Provided passage:
---+---

Abstract: The present study attempts to optimize machining parameters of Electrochemical grinding while machining alumina-aluminum interpenetrating phase composites by Grey-taguchi methodology. Control parameters like electrolyte concentration, voltage, depth of cut and electrolyte flow rate have been considered to ensure 2 conflicting responses higher material removal rate and lower surface roughness simultaneously by a single parametric combination. The L₉ orthogonal array design is followed for the purpose of experimentation. The well known S/N ratio analysis is performed along with ANOVA to establish the prominent variables that govern the responses separately. Finally, grey relational analysis is performed to optimize multiple performances in which different levels combinations of the factors are ranked based on grey relational grade. Surface roughness is given more importance than the MRR considering basic objective of the process. The analysis reveals that substantial improvement in machining performance takes place following this technique.

INTRODUCTION

Manufacturing industries all across the globe is passing through the dramatic changes caused by globalization, rapid proliferation in communication and IT enabled services. These changes essentially call for several modifications in the traditional way of working to survive in this complex business environment. Use of emerging and non-conventional techniques of machining and alternative materials is one of the major steps to cope with the changes. Electrochemical Grinding (ECG), a useful non-conventional hybrid machining process, used for machining difficul-to-machine alloys, hardened, fragile and thermal sensitive parts (El-Hofy, 2005). The material removal is a dual effect of electrochemical dissolution and mechanical grinding and found to be superior over conventional grinding.

---+---

Extracted entries:
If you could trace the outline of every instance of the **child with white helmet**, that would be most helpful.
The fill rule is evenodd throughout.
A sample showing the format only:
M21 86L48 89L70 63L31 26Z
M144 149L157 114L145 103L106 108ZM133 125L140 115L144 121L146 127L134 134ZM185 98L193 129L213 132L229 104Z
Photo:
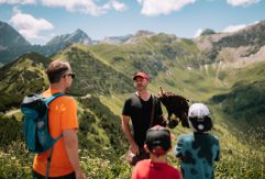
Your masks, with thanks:
M213 164L220 159L219 139L209 132L212 120L209 109L202 103L190 105L188 122L194 130L178 137L175 155L180 159L184 179L214 178Z

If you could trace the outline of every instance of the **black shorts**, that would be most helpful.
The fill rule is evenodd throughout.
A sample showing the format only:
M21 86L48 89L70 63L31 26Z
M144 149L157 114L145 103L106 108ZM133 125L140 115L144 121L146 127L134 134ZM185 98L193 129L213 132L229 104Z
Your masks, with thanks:
M42 176L34 170L32 170L32 176L34 179L46 179L45 176ZM76 175L75 175L75 172L71 172L66 176L60 176L60 177L48 177L48 179L76 179Z

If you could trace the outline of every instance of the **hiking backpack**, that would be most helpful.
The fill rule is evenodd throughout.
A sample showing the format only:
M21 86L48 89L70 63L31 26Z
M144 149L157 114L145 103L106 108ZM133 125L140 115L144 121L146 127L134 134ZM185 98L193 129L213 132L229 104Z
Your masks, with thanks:
M41 154L48 148L53 150L53 145L63 137L63 134L60 134L53 138L48 130L48 104L60 96L64 96L64 93L57 92L49 98L35 93L24 97L21 103L23 135L30 152Z

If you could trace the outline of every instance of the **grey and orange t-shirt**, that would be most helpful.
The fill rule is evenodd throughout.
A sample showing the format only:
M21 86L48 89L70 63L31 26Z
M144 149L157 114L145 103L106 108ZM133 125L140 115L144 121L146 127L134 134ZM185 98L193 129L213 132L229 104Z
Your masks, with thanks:
M44 97L51 97L56 92L62 92L54 89L47 89L43 92ZM56 138L63 134L64 130L78 128L77 122L77 105L76 101L68 96L62 96L49 103L48 111L48 127L51 135ZM47 156L49 149L43 154L35 156L33 169L46 176ZM64 146L64 137L57 141L54 145L53 156L49 168L49 177L65 176L73 172L69 158Z

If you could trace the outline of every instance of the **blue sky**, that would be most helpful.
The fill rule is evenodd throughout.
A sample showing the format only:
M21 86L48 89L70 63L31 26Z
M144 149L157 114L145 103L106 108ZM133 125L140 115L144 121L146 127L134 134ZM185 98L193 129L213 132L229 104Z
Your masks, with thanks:
M32 44L81 29L92 40L139 30L194 38L265 20L265 0L0 0L0 21Z

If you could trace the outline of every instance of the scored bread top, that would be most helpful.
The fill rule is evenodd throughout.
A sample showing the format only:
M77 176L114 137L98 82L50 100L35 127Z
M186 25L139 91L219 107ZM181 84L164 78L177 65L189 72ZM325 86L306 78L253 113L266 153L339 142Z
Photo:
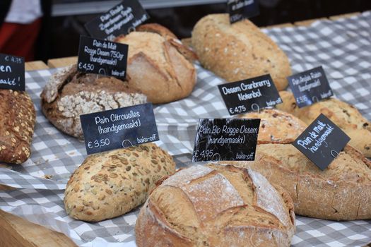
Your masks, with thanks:
M307 124L296 116L275 109L248 112L238 117L260 119L258 143L291 143L307 127Z
M0 162L21 164L30 155L36 114L26 92L0 89Z
M162 244L163 236L174 246L288 246L293 210L285 191L251 169L196 165L165 179L152 192L136 226L136 242Z
M307 124L322 113L349 135L349 145L371 157L371 122L355 107L338 99L329 98L299 108L292 92L281 91L280 95L283 103L278 104L277 109L293 114Z
M270 73L278 90L288 84L288 57L248 20L231 25L228 14L206 16L194 26L192 39L202 65L229 82Z

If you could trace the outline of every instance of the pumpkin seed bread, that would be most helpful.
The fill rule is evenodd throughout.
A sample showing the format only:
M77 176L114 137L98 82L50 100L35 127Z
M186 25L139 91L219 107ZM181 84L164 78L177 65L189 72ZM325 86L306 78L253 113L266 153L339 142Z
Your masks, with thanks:
M139 247L290 246L291 198L250 169L195 165L158 184L136 223Z
M254 162L230 162L285 189L298 215L331 220L371 219L371 162L346 145L324 171L291 144L260 144Z
M156 181L175 171L172 157L153 143L90 155L67 183L66 211L87 222L124 215L146 201Z
M277 109L296 116L310 124L322 113L341 128L349 137L349 145L371 157L371 122L362 116L353 106L335 98L322 100L302 108L298 107L293 93L280 92L283 104Z
M228 14L206 16L194 26L192 43L202 66L228 82L269 73L278 90L288 84L288 57L248 20L230 24Z
M36 114L26 92L0 90L0 162L21 164L30 155Z
M275 109L248 112L239 117L260 119L258 143L291 143L307 128L307 124L296 116Z

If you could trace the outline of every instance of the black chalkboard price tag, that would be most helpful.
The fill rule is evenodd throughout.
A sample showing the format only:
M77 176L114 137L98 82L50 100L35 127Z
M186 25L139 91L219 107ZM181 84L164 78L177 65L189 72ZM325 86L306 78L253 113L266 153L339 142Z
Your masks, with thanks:
M0 88L25 90L25 59L0 54Z
M299 108L334 95L322 66L288 77Z
M282 103L269 74L218 85L218 88L230 115L257 111Z
M81 115L88 155L158 140L151 103Z
M148 14L137 0L124 0L85 24L85 28L92 37L114 40L116 37L134 30L148 18Z
M293 145L324 170L350 140L340 128L321 114Z
M192 162L254 160L260 119L201 119Z
M228 0L227 6L230 23L259 15L258 0Z
M127 44L81 36L77 70L125 80L128 49Z

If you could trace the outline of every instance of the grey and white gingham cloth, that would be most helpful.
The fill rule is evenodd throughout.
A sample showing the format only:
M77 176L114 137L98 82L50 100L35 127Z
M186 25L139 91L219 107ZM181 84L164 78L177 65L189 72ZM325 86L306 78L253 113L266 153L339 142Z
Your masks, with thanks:
M324 66L336 97L371 120L371 12L310 27L264 30L289 57L293 73ZM220 59L223 59L220 57ZM196 65L191 96L154 109L160 140L178 167L189 162L198 119L229 117L217 85L223 80ZM112 219L86 223L70 218L63 193L71 174L86 157L83 143L56 129L40 110L40 93L55 69L26 73L26 89L37 110L32 155L23 165L0 168L0 209L63 232L83 246L135 246L139 209ZM43 179L45 176L51 179ZM371 242L371 221L331 222L297 216L293 246L361 246Z

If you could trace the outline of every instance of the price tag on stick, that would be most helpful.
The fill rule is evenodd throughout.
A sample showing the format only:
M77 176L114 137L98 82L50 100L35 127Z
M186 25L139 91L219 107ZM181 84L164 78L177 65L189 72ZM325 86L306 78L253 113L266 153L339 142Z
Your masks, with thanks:
M321 114L293 145L324 170L350 140L340 128Z
M114 40L116 37L135 30L148 18L148 14L137 0L124 0L85 24L85 28L92 37Z
M230 115L282 103L278 91L269 74L218 85L218 88Z
M128 49L127 44L81 36L77 70L125 80Z
M151 103L81 115L88 155L158 140Z
M258 0L228 0L227 6L230 23L259 13Z
M254 160L260 119L201 119L192 162Z
M0 54L0 88L25 90L25 59Z
M289 76L288 80L299 108L334 95L322 66Z

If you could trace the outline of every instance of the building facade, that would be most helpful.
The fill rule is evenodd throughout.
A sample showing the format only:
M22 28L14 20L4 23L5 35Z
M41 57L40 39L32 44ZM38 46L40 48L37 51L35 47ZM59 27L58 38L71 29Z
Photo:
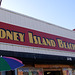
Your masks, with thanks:
M75 31L0 8L0 55L24 63L1 75L75 75Z

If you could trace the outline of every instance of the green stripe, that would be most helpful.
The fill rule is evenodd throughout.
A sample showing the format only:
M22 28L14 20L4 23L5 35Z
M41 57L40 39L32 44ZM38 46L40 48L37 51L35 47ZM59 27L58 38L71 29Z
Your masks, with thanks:
M3 58L0 58L0 71L7 70L11 70L9 64Z

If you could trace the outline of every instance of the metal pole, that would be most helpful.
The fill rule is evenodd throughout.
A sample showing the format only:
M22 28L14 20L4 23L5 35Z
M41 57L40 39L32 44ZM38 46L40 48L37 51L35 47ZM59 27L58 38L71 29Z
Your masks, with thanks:
M1 6L1 2L2 2L2 0L0 0L0 6Z

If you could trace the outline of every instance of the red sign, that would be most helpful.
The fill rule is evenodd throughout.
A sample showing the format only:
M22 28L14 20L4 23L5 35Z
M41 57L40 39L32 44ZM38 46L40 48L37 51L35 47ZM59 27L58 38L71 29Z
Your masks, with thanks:
M2 22L0 42L75 52L75 40Z

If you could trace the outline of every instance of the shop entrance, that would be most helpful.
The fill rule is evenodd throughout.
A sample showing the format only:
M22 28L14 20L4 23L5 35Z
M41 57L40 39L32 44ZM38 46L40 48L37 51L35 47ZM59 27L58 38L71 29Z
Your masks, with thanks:
M44 71L44 75L61 75L60 71Z

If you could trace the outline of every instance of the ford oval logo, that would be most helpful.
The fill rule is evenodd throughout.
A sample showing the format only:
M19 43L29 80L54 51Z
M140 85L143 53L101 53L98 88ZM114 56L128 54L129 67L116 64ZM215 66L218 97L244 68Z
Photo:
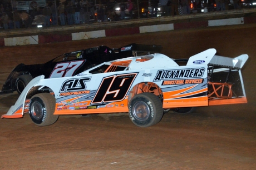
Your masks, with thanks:
M205 62L204 60L196 60L193 62L194 64L204 64Z

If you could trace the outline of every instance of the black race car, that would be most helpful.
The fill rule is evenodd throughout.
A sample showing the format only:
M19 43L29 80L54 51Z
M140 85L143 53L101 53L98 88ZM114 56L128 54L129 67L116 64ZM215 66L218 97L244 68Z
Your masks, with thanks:
M119 48L101 46L65 53L44 64L19 64L7 78L0 93L17 91L20 94L35 77L52 78L73 76L104 62L128 57L157 53L161 46L130 44Z

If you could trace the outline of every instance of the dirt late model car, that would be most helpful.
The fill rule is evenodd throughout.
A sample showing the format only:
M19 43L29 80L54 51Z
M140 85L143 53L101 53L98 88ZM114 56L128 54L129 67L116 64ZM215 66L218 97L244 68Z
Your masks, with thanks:
M169 109L247 103L240 69L248 56L215 53L209 49L188 59L156 53L104 62L72 77L40 76L2 118L28 113L43 126L59 115L128 112L134 124L149 127Z
M47 78L72 76L104 62L159 52L161 49L161 46L135 43L119 48L101 46L67 53L43 64L21 63L10 73L0 94L15 91L20 94L33 78L40 75Z

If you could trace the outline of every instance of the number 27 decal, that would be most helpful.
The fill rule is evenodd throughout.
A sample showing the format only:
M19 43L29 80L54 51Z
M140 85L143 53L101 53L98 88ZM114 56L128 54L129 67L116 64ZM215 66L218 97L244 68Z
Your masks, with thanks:
M109 103L123 100L137 73L105 77L91 103Z
M53 68L49 78L70 77L85 62L84 60L76 61L70 62L57 63Z

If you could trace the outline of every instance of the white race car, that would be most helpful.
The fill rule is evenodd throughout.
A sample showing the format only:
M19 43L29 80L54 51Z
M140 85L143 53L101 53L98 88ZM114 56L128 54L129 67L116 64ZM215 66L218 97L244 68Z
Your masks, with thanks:
M40 76L2 118L28 113L43 126L59 115L129 112L136 126L149 127L170 109L187 113L196 107L247 103L240 69L248 56L215 53L209 49L188 59L148 54L106 62L72 77Z

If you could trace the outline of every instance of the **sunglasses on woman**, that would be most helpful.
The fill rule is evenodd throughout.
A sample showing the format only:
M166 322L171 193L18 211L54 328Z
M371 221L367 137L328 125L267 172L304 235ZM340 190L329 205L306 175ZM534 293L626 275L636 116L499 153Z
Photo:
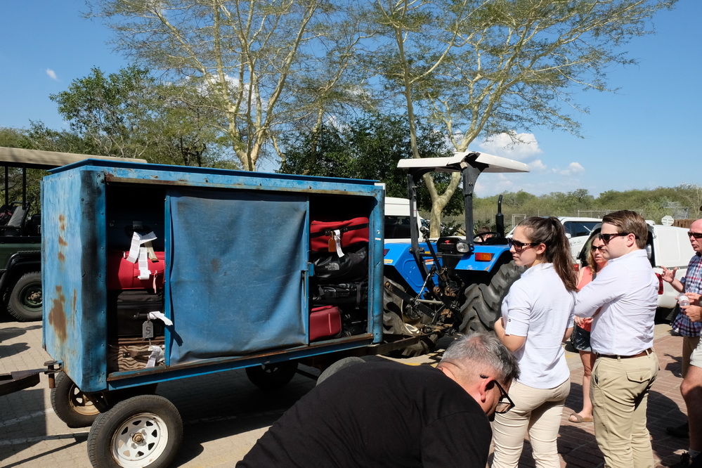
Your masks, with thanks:
M514 245L514 249L517 252L521 252L524 249L538 245L541 242L520 242L519 240L514 240L512 238L509 238L507 239L507 243L509 245L509 247Z

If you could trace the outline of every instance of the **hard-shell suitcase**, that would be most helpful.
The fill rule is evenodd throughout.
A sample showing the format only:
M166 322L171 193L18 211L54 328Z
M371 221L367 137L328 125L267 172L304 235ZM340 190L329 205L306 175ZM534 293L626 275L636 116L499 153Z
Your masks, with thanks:
M166 268L164 253L155 252L157 260L148 259L148 278L139 279L139 262L131 263L126 259L129 252L122 250L108 252L108 289L112 290L143 290L151 291L163 287L164 272Z
M310 341L333 338L342 332L341 311L335 306L315 307L310 313Z
M335 233L335 231L338 231ZM335 252L338 237L342 249L357 242L368 242L368 219L353 218L346 221L320 221L310 223L310 248L318 252Z
M146 290L111 291L108 294L108 329L111 337L141 338L149 312L163 312L162 294ZM164 336L164 323L151 320L154 337Z

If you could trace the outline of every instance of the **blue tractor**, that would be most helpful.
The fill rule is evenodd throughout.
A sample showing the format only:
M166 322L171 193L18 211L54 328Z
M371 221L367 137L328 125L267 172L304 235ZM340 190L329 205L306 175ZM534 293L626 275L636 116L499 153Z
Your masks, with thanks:
M402 160L398 167L408 170L411 243L385 244L384 325L386 335L420 337L402 351L412 356L433 349L444 334L493 329L502 299L523 270L512 261L505 237L501 197L497 230L474 237L473 190L483 172L529 169L522 162L474 152ZM435 171L462 174L465 237L429 240L429 229L416 222L417 183Z

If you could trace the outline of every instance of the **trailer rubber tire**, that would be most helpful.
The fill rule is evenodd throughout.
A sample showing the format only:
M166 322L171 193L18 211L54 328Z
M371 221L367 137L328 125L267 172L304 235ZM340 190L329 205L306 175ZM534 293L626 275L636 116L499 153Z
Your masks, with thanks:
M20 322L41 320L41 273L25 273L8 292L7 311Z
M88 434L93 467L170 467L183 439L183 420L170 401L139 395L120 401L95 420Z
M349 368L356 364L363 364L365 362L365 361L360 358L355 356L350 356L348 358L343 358L339 360L334 361L331 365L325 369L322 373L319 375L319 377L317 377L316 384L319 385L342 369L345 369L346 368Z
M100 414L97 407L63 372L56 374L56 386L51 389L51 408L69 427L87 427Z
M275 390L287 385L297 371L297 360L285 360L247 368L246 376L259 389Z
M502 299L509 287L516 281L524 268L514 262L504 262L493 275L488 284L476 283L466 288L465 302L461 307L463 322L462 333L492 330L500 315Z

---+---

Set of tasks:
1. According to the electrochemical grinding text, which experimental design is used?
2. Write the next part of the electrochemical grinding text, picking up after its final sentence.

Task responses:
1. The L₉ orthogonal array design.

2.
The growing use of electrochemical grinding as compared to the conventional grinding is based upon several fundamental advantages of the process. ECG has high material removal rate as compared to the conventional grinding when working with the tough-to-machine materials such as high temperature resistant Co-Ni alloys, high tensile strength materials etc. (Benedict, 1987). The material removal in the ECG process can be attributed to purely mechanical abrasion electrochemical removal combined with mechanical abrasion with zero over cut electrochemical removal coupled with mechanical means with over cut >0 and absolutely electrochemical reaction (Atkinson and Nobel, 1987). While comparing between electrochemical and mechanical grinding, it is found that the ECG process has some advantages like enhanced material removal rate, reduced risk of thermal damage and less wheel wear. Input variables like voltage, electrolyte flow rate, electrolyte concentration and depth of cut significantly contribute to both Material Removal Rate (MRR) and surface finish (Ra). Few research works have been carried out to establish the optimal process variables so as to achieve better surface finish and higher material removal rate (Bhowmick and Mishra, 2000; Reddy et al., 2000). Nevertheless, there is hardly any mathematical model involving process variables that can successfully describe neither MRR nor Ra. Both the objective being conflicting in nature, it is very difficult to achieve them simultaneously by a single set of process variables. The present research is aimed at optimization of process variables in regard to high MRR and good Ra concurrently following grey relational analysis technique.

MATERIALS AND METHODS

The Taguchi method is a well organized approach to improve product/process design by optimizing a single response through level settings of significant parameters that affect the response (Taguchi, 1986; Phadke, 1989; Park, 1996). However, increase in process variables eventually augments the number of experiments to be conducted, thereby increasing the time and cost. To get rid of such situations, the Taguchi method recommends that a small numbers of experiments using special design orthogonal arrays are sufficient for this purpose. S/N ratio is one of the major attributes of Taguchi based quality engineering that is based on the premise of variability reduction and the improvement of measurement (Montgomery, 2003).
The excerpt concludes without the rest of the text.